*About this task*: The exact lines of the listing, from its first through the line that contains "Target: pale sky background", are to make up the answer, and pictures are to be left out.

--- Records shown ---

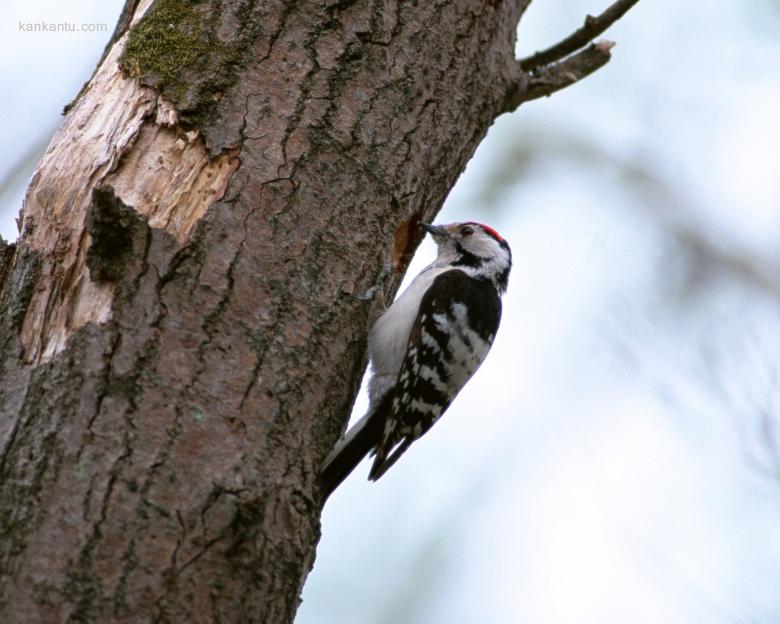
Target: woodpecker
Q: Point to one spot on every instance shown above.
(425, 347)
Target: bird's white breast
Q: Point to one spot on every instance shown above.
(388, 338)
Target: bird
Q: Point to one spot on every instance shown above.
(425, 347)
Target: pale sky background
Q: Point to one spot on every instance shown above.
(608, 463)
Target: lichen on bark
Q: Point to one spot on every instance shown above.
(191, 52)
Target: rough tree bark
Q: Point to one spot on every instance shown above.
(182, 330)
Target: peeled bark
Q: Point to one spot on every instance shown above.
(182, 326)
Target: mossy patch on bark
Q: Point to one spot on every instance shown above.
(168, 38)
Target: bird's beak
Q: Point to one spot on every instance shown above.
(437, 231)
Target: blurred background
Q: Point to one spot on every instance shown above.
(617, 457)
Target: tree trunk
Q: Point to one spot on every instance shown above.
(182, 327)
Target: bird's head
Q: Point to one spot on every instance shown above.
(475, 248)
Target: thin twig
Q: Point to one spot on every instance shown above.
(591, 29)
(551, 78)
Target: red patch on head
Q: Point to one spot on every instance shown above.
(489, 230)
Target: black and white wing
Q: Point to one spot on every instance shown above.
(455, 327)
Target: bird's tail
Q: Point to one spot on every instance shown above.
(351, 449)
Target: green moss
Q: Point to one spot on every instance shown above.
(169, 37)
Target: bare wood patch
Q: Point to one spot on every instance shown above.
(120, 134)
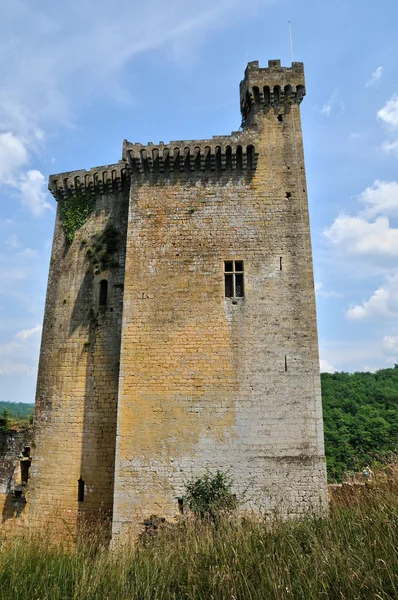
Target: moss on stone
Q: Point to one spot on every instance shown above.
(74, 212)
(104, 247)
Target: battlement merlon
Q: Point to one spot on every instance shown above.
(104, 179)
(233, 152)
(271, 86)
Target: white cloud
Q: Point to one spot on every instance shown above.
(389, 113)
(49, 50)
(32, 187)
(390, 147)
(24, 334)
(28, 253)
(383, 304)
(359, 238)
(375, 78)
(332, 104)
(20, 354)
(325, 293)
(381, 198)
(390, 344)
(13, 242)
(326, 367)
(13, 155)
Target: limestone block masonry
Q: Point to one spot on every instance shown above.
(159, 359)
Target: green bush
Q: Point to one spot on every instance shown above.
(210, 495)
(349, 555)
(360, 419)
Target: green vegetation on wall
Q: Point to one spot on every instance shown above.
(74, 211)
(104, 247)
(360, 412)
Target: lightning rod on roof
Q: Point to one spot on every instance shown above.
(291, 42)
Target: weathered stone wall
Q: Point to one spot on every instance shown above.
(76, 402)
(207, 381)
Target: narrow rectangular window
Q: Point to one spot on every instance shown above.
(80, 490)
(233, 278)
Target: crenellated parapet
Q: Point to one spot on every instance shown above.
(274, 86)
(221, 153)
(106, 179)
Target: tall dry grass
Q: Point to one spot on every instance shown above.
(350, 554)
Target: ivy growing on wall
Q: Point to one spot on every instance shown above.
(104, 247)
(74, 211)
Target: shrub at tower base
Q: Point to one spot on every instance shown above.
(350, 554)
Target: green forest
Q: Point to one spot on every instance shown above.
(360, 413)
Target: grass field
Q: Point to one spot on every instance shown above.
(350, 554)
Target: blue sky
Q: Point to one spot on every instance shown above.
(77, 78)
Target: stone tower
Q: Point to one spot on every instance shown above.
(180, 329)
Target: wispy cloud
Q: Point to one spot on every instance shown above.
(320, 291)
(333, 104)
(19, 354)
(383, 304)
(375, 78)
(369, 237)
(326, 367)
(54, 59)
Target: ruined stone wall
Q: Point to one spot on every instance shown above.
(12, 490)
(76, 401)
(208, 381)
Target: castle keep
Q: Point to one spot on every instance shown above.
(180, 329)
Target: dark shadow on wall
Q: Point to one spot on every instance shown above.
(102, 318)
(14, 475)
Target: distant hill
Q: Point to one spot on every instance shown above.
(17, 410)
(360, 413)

---

*Exercise answer*:
Target: woodpecker
Q: Point to one spot on every instance shown above.
(425, 347)
Target: bird's white breast
Q: Point to one spot on every instance shown above.
(388, 338)
Target: bird
Q: Point to one spot on every instance shown above.
(425, 347)
Target: pale sky background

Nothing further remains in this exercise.